* _TASK GOAL_: A faithful copy of the data is the goal; set it down exactly, without the images.

Natural language region descriptions
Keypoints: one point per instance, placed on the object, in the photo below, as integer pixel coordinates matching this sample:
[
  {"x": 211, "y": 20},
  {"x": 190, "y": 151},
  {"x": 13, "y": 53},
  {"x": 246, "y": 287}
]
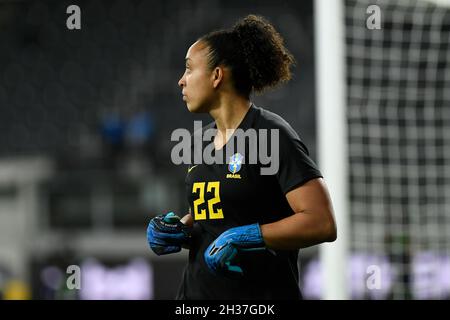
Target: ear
[{"x": 217, "y": 76}]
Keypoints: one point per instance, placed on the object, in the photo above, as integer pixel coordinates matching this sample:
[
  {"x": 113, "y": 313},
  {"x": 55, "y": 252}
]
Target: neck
[{"x": 229, "y": 112}]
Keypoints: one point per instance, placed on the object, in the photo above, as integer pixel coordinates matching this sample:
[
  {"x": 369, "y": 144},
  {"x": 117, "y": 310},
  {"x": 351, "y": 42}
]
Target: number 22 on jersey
[{"x": 199, "y": 189}]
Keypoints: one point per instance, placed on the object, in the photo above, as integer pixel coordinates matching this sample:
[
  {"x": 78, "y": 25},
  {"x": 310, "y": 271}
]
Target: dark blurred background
[{"x": 86, "y": 118}]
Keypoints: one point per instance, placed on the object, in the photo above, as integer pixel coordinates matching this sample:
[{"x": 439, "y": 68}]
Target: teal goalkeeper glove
[
  {"x": 166, "y": 234},
  {"x": 221, "y": 252}
]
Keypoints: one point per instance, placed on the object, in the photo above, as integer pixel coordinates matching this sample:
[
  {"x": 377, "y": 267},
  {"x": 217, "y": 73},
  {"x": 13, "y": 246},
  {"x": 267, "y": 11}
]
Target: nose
[{"x": 181, "y": 82}]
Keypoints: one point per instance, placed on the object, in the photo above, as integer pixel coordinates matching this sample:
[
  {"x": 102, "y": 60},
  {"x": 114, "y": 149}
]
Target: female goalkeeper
[{"x": 245, "y": 228}]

* _PROBLEM SOLUTION_:
Keypoints: one point per instance, placed on the object, in the photo below, as integer pixel coordinates matching this sample:
[
  {"x": 211, "y": 20},
  {"x": 190, "y": 151},
  {"x": 13, "y": 53},
  {"x": 246, "y": 287}
]
Target: ear
[{"x": 217, "y": 76}]
Keypoints: one point per instance, placed on the object, in the photo above, as integer pixel coordinates matching this sample:
[
  {"x": 113, "y": 313},
  {"x": 55, "y": 252}
]
Target: neck
[{"x": 229, "y": 112}]
Keypoints: one point per instance, placed on the object, in the photo above, as integer pixel coordinates matching this sample:
[
  {"x": 369, "y": 144},
  {"x": 117, "y": 310},
  {"x": 351, "y": 42}
]
Target: number 22 on jersey
[{"x": 199, "y": 189}]
Keypoints: one point per instance, placed on the object, in the photo above, as integer pixel coordinates matching this sample:
[
  {"x": 78, "y": 25},
  {"x": 310, "y": 271}
]
Target: dark blurred background
[{"x": 86, "y": 118}]
Keypoints: one point per instance, placed on the object, in the photo above, as integer pixel coordinates matching this sample:
[{"x": 439, "y": 68}]
Target: teal goalkeeper glove
[
  {"x": 166, "y": 234},
  {"x": 221, "y": 252}
]
Keypoints: one point per instance, placed on the object, in the photo above, as integer pixel coordinates matching this sample:
[
  {"x": 377, "y": 267},
  {"x": 217, "y": 73},
  {"x": 13, "y": 246},
  {"x": 267, "y": 11}
]
Target: nose
[{"x": 181, "y": 82}]
Keypoints: one point per instance, placed on the object, in the photo above, as integer pixel coordinates matching this sample:
[
  {"x": 102, "y": 60},
  {"x": 114, "y": 149}
]
Target: female goalkeeper
[{"x": 245, "y": 228}]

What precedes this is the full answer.